Saturday, March 26, 2011

Haunting scene in Cuba

Posted on Saturday, 03.26.11

Haunting scene in Cuba
BY EDUARD FREISLER
e.freisler@yahoo.com

We've all watched the TV images as dictators and autocrats in the Middle
East and North Africa sent their thugs to the streets to attack
pro-democratic protestors. These images have brought back to my memory a
scene I witnessed almost five years ago in Cuba. It still haunts me.

They gathered in front of Yamila Llanes Labrada's house around noon. A
vitriolic crowd dominated by the town's elders. It was Saturday in the
small town of Las Tunas in 2006, and it was very hot, with humidity on
the rise. The oppressive weather made the situation even tenser. I had
an unclear vision of what was coming.

Yamila and her four kids were, at that time, waiting for her husband,
José Luis García Paneque, to come home from prison where he was serving
24 years for dissent. Never giving up, she often looked out the window
hoping for his return. José Luis was arrested on March 18, 2003 as part
of Fidel Castro's crackdown on 75 members of the Cuban opposition.

▶ **TO-DO LIST**:
(1) According to the Cuba piece, what made the situation outside Yamila Llanes Labrada's house even tenser?
(2) Please return the passage of the Cuba piece from "Saturday, March 26, 2011" to "still haunts me.".

[Bounding-box records]
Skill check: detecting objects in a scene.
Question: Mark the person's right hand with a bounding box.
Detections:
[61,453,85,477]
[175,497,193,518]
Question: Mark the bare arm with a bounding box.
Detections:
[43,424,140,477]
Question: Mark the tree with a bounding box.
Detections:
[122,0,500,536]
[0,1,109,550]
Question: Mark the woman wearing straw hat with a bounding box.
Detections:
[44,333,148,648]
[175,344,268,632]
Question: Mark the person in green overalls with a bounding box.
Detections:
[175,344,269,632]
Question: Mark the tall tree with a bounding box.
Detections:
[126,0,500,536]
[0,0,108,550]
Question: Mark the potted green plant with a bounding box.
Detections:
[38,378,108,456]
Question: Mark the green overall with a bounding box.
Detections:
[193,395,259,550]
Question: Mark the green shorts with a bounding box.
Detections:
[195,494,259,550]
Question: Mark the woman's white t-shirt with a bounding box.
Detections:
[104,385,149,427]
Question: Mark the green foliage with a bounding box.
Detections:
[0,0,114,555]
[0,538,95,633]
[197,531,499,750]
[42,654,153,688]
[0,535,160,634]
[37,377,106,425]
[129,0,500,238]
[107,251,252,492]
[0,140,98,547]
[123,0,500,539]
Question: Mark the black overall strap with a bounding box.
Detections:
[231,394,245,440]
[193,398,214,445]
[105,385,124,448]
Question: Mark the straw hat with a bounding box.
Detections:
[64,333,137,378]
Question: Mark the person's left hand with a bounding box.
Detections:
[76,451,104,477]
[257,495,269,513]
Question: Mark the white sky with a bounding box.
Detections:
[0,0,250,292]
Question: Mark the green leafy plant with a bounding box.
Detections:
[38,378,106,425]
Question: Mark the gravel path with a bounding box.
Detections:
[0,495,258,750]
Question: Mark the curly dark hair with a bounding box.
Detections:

▶ **FULL SOLUTIONS**:
(1) The oppressive weather made it tenser. It was very hot that Saturday, and the humidity was rising.

(2)
Saturday, March 26, 2011

Haunting scene in Cuba

Posted on Saturday, 03.26.11

Haunting scene in Cuba
BY EDUARD FREISLER
e.freisler@yahoo.com

We've all watched the TV images as dictators and autocrats in the Middle
East and North Africa sent their thugs to the streets to attack
pro-democratic protestors. These images have brought back to my memory a
scene I witnessed almost five years ago in Cuba. It still haunts me.